═══ DATA SHOWN

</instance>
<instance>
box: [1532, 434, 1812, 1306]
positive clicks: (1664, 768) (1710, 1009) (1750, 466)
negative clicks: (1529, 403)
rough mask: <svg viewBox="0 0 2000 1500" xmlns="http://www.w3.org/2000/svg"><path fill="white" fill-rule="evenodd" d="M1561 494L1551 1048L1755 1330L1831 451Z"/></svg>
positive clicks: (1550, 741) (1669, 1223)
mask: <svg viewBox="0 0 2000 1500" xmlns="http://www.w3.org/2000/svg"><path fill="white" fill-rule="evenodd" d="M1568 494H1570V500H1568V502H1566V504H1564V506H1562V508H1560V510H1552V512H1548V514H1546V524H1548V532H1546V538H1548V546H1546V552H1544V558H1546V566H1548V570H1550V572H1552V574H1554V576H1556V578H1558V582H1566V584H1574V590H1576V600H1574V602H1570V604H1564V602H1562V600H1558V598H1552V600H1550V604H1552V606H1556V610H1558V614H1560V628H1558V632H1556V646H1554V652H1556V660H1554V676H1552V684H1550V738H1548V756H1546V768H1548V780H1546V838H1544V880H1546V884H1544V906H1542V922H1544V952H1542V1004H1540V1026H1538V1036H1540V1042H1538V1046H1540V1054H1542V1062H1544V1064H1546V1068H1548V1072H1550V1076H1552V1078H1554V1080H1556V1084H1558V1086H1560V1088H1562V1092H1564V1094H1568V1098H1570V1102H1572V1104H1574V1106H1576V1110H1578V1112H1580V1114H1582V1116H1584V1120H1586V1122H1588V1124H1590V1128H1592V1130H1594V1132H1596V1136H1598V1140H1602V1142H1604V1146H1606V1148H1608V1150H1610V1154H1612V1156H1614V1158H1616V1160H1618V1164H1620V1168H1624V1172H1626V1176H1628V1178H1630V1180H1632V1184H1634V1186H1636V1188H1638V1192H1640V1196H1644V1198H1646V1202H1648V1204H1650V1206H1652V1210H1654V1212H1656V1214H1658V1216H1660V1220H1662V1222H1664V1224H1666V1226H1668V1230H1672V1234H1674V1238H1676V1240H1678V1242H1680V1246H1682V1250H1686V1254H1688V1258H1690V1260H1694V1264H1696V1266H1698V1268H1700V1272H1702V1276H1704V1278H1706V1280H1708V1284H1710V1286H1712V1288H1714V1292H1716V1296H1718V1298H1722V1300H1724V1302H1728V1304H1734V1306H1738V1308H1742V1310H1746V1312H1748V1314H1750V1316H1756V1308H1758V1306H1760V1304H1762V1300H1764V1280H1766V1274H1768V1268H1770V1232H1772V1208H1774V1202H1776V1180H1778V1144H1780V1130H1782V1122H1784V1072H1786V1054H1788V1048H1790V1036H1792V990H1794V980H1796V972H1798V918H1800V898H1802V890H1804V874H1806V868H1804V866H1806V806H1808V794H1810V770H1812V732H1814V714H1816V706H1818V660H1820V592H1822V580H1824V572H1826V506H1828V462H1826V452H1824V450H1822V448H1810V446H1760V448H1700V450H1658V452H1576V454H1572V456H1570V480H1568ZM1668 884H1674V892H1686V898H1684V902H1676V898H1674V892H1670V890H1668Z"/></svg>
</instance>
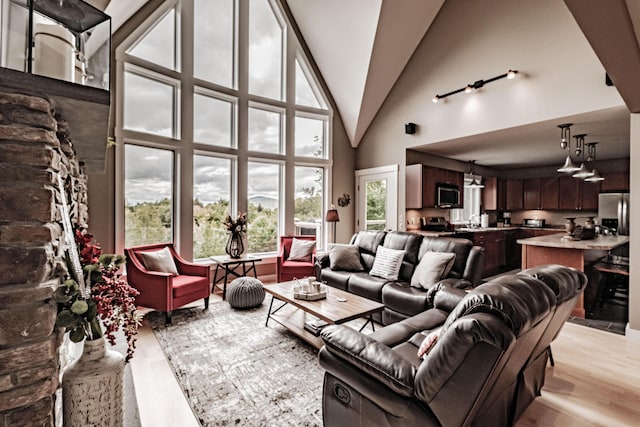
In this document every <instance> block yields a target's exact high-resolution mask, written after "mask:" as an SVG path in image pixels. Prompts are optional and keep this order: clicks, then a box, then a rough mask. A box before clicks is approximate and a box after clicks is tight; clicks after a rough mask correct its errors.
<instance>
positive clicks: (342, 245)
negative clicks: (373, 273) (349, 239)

══════

## YOUR INSTRUCTIONS
In the entries above, the lines from the one bearing "box: [1532, 434, 1812, 1306]" up to and including the one bearing "rough mask: <svg" should be transcribed exactly; no other line is wanted.

## ANSWER
box: [1532, 434, 1812, 1306]
positive clicks: (1664, 768) (1710, 1009) (1750, 466)
negative clicks: (1529, 403)
rough mask: <svg viewBox="0 0 2000 1500" xmlns="http://www.w3.org/2000/svg"><path fill="white" fill-rule="evenodd" d="M1561 494L1551 1048L1755 1330L1831 451Z"/></svg>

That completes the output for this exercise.